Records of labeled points
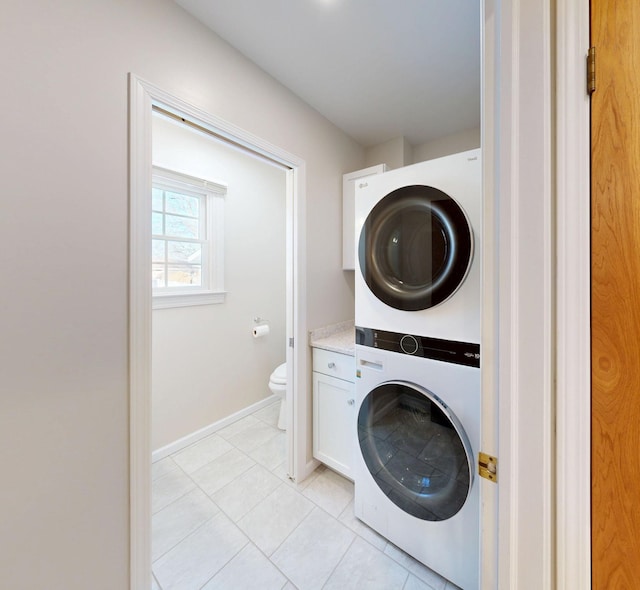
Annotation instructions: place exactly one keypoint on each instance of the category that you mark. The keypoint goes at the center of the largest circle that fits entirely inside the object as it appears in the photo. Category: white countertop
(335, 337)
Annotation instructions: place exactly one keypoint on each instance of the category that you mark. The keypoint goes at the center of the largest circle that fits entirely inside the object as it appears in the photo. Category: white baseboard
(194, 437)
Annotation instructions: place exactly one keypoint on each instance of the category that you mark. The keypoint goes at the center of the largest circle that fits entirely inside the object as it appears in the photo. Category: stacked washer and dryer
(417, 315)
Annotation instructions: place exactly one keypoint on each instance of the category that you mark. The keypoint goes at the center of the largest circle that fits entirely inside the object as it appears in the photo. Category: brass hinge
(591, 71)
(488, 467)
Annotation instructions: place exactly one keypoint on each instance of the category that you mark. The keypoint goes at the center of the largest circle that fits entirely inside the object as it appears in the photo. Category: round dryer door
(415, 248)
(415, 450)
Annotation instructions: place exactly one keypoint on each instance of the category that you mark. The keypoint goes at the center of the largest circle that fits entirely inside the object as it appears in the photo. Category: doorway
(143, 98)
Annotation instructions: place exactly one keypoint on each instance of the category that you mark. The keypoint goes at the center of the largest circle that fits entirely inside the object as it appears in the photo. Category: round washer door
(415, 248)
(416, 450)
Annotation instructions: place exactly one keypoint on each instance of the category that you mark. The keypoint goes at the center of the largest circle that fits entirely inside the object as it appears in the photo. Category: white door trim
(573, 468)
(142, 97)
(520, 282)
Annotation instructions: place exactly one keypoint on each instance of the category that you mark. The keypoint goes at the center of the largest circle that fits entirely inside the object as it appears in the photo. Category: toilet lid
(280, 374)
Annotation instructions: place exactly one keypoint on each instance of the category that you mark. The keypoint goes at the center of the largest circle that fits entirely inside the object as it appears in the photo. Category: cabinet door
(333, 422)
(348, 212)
...
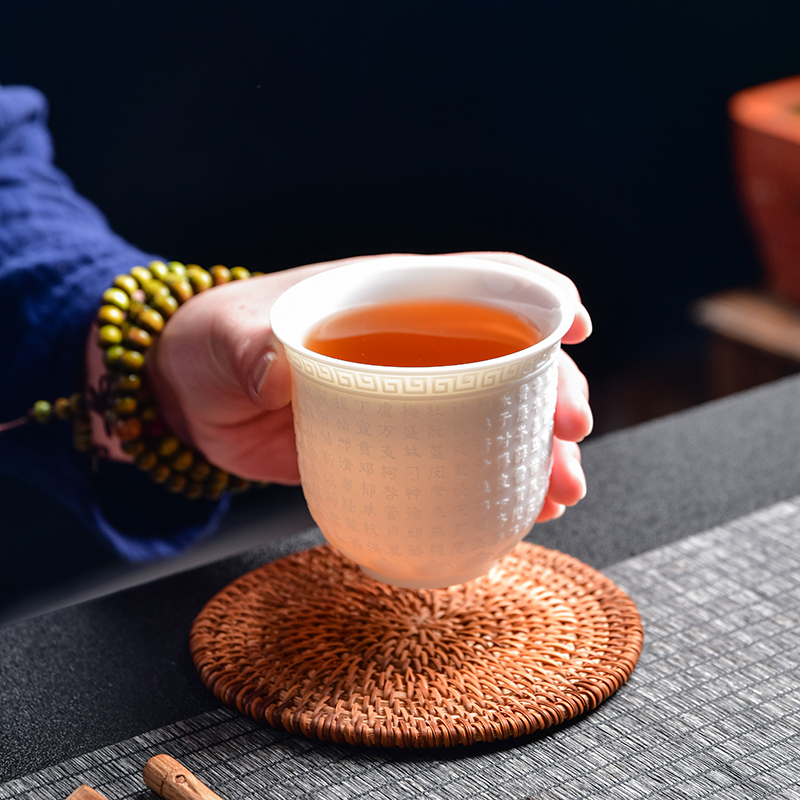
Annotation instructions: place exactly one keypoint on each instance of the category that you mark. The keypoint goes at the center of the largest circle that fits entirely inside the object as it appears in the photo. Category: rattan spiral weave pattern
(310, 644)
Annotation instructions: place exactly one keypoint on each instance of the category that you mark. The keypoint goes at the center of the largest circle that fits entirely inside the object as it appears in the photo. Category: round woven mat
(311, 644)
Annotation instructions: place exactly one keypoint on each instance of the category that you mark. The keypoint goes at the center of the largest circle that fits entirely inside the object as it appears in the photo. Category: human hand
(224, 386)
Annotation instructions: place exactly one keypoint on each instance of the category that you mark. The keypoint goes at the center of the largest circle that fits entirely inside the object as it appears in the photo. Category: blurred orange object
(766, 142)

_Short problem:_ Return every line of the records above that contains the string "hinge", matching case exactly.

_Exercise response:_
Annotation instructions: place exactly one keypoint on each instance of the category that you mark. The keypoint goes at the center of the largest circle that fits entirely inside the object as it appears in the photo. Category: brass hinge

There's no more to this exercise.